LAYTON -- The first time he experienced winter in Utah, Vern Thompson was glued to the window of his house. Not to watch the snow falling, but to see what his neighbors did.
"I didn't know what to do," he said. "They were shoveling their driveway and the sidewalks, so I figured I should too."
Having recently moved to Layton from Hawaii, Thompson and his family had more to adjust to than just the snow. One immediate problem was finding some familiar food. With the closest Hawaiian BBQ restaurants in Bountiful and Salt Lake City, the Thompsons spent at least two nights a week leaving Layton.
"When you grow up with something, you have to have it," Thompson said.
Now, they just go to their own restaurant.
Vern and his wife, Loui Toomalatai-Thompson, opened Big Sai's Hawaiian BBQ, at 2672 North Hill Field Road, about two months ago. The restaurant, sitting between Northridge High School and Hill Air Force Base, has already produced enough regulars that Loui said they could shout people's names out when they walk through the door.

LISTED ENTRIES —
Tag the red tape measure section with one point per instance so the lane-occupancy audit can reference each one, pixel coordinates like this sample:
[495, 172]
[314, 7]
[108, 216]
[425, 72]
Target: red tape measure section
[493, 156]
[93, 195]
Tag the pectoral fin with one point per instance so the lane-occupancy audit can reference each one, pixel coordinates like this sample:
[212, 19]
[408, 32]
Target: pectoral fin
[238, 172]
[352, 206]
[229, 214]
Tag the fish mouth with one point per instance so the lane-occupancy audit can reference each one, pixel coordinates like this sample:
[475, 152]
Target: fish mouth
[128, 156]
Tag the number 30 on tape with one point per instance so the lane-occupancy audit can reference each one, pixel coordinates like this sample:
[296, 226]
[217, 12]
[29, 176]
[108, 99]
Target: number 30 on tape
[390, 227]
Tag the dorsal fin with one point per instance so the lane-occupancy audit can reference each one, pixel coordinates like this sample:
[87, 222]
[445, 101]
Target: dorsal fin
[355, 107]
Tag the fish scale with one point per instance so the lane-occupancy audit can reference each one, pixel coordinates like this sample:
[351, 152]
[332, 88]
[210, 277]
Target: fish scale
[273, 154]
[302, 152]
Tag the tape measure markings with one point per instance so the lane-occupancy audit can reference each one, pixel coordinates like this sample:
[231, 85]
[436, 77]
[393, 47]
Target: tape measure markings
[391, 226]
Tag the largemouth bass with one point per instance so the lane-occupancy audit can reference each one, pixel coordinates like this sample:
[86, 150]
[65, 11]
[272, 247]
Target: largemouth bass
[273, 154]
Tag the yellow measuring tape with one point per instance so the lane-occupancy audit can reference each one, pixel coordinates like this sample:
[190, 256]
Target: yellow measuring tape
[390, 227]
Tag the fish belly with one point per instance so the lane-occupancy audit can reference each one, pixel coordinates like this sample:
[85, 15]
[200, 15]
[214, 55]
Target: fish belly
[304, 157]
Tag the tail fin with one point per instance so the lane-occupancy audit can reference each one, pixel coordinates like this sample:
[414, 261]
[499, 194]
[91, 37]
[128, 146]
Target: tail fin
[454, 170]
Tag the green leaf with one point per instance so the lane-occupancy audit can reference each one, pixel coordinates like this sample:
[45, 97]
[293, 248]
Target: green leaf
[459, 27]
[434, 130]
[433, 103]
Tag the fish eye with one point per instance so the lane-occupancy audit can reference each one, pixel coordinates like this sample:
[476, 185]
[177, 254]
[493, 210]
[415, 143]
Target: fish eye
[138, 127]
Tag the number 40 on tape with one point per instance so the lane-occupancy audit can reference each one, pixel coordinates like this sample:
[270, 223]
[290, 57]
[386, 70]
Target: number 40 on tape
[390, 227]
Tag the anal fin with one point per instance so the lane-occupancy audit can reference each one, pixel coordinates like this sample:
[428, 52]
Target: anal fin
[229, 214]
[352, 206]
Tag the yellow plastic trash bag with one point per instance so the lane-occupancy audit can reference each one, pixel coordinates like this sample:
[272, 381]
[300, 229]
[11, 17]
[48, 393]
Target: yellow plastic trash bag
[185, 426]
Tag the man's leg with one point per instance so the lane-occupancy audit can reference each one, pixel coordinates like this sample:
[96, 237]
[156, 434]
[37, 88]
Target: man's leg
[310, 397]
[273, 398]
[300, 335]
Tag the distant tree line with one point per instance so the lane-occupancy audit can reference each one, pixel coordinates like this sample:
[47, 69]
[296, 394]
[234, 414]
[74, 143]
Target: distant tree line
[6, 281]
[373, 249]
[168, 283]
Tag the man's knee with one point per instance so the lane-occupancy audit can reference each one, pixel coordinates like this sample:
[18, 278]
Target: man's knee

QUESTIONS TO ANSWER —
A – Answer these from the Big Sai's article:
(i) Where did the Thompson family live before moving to Layton?
(ii) In which two places were the closest Hawaiian BBQ restaurants?
(iii) What is the street address of Big Sai's Hawaiian BBQ?
B – Edit the stretch of the Big Sai's article from "LAYTON -- The" through "his neighbors did." so that "window" becomes "kitchen window".
Use only the Big Sai's article to answer, and nothing else.

EXERCISE ANSWERS —
A –
(i) Hawaii
(ii) Bountiful and Salt Lake City
(iii) 2672 North Hill Field Road

B –
LAYTON -- The first time he experienced winter in Utah, Vern Thompson was glued to the kitchen window of his house. Not to watch the snow falling, but to see what his neighbors did.